* [INSTRUCTIONS FOR THE TASK]: Word for word, transcribe all the entries shown below.

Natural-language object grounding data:
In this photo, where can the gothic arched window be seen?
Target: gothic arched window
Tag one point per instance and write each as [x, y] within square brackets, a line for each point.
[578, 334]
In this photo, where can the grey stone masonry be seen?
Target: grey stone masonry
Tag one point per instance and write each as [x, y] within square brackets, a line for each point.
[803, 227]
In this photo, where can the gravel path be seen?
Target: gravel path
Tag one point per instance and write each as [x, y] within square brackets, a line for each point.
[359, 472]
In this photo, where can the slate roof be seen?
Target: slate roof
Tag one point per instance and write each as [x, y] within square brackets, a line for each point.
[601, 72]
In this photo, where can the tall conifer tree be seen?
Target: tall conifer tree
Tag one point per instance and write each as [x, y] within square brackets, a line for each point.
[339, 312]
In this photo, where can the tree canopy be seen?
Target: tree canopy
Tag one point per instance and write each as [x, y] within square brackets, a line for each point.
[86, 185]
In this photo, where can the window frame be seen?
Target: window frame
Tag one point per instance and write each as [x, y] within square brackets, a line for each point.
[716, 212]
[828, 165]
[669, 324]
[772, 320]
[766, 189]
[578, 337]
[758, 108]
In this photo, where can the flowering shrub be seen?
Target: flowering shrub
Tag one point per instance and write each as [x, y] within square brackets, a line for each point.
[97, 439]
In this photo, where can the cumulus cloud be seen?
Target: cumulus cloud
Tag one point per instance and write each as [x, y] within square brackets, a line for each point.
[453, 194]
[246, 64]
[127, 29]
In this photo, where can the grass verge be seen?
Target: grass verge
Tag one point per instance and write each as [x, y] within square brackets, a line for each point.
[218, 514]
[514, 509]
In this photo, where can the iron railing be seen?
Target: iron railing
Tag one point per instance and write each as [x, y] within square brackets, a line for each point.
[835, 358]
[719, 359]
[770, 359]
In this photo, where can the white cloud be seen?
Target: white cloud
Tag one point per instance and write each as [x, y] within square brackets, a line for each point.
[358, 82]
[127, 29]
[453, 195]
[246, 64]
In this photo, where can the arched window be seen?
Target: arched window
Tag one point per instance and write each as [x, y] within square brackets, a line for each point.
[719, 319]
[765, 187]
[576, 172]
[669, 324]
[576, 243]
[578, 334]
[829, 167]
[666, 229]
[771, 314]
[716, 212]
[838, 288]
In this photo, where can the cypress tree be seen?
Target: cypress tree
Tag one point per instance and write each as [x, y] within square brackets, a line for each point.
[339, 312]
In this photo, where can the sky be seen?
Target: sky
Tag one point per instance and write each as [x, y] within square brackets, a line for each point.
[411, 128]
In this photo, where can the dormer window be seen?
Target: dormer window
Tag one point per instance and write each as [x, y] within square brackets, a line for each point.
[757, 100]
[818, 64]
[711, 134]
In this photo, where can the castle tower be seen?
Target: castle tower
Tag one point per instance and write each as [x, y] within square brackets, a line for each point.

* [RESPONSE TO THE EXERCISE]:
In this photo, where can the gothic arched window be seen?
Target: gothic arched window
Tag one point per instance and write each as [x, y] within square brackets, a line for each point.
[578, 334]
In this photo, where can the grey stone masonry be seen?
Target: grey stone masonry
Tag one point per instance and write each as [x, y] within square brackets, a line for each point.
[803, 227]
In this photo, where can the gravel path be seen?
Target: gravel path
Tag one point per instance and write each as [x, y] within square brackets, a line for each point.
[359, 472]
In this photo, where can the slate roof be seen?
Target: slate roof
Tag one point per instance and write each as [x, y] within square brackets, a line for each point.
[601, 72]
In this photo, where can the tall conifer tree be seen?
Target: tall conifer tree
Tag one point per instance and write each as [x, y] within square brackets, a line for each point.
[339, 312]
In this photo, where can the tree canopy be seen?
Target: tree canopy
Tag one point per instance and write each as [x, y] within square brackets, a line for each point.
[86, 185]
In this photo, where can the window frame be seen?
Target: window frame
Tag one point per instance and write each as [x, y] within square brackets, a line for each point.
[716, 212]
[828, 165]
[669, 324]
[772, 320]
[766, 189]
[578, 337]
[758, 108]
In this photo, where can the flowering shrub be seen?
Target: flowering shrub
Tag one point per instance and write each as [x, y] within square brackets, a line for each point.
[97, 439]
In this photo, where can the cumulus cloud be seen?
Target: cumulus cloud
Tag one point per instance and write each as [x, y] within square brackets, a line for each point.
[453, 194]
[246, 64]
[127, 29]
In this photo, where can the grass verge be seen?
Target: grass verge
Tag one point per instance and write each as [x, y] within square brackets, a line for each point.
[218, 514]
[514, 509]
In this photo, where can the iron railing be seen?
Target: iron railing
Tag one point per instance and write each as [x, y] within square brackets, a line for each point.
[835, 358]
[719, 359]
[770, 359]
In this photo, where can the white cloud be seen?
Target: white cloud
Tag one point per instance and write each as [x, y] within square brackets, a line for each point.
[358, 82]
[127, 29]
[453, 195]
[246, 64]
In this photo, where can the arched window be seen?
Target: arched window
Tag one point per instance and write each as [x, y] within square brackets, a line for each point.
[719, 319]
[765, 187]
[576, 172]
[669, 324]
[576, 243]
[578, 334]
[829, 167]
[666, 229]
[771, 314]
[716, 212]
[838, 288]
In this photo, where can the cypress tree be seen?
Target: cypress tree
Tag one point per instance and write each as [x, y] within square brackets, a line for each point.
[339, 312]
In this photo, where can the sky be seen?
Target: sky
Tag one point per instance and write each as [x, y] within square brackets, a line for each point.
[411, 128]
In this photo, where can the dormer window be seen?
Target: dormer window
Tag one point per instance and write each as [x, y] within square brackets, a line for each point.
[757, 100]
[818, 64]
[711, 134]
In this photo, where can the castle tower be seen?
Target: castle tower
Tag one point per instance and write each as [x, y] within square brackets, a line for each point.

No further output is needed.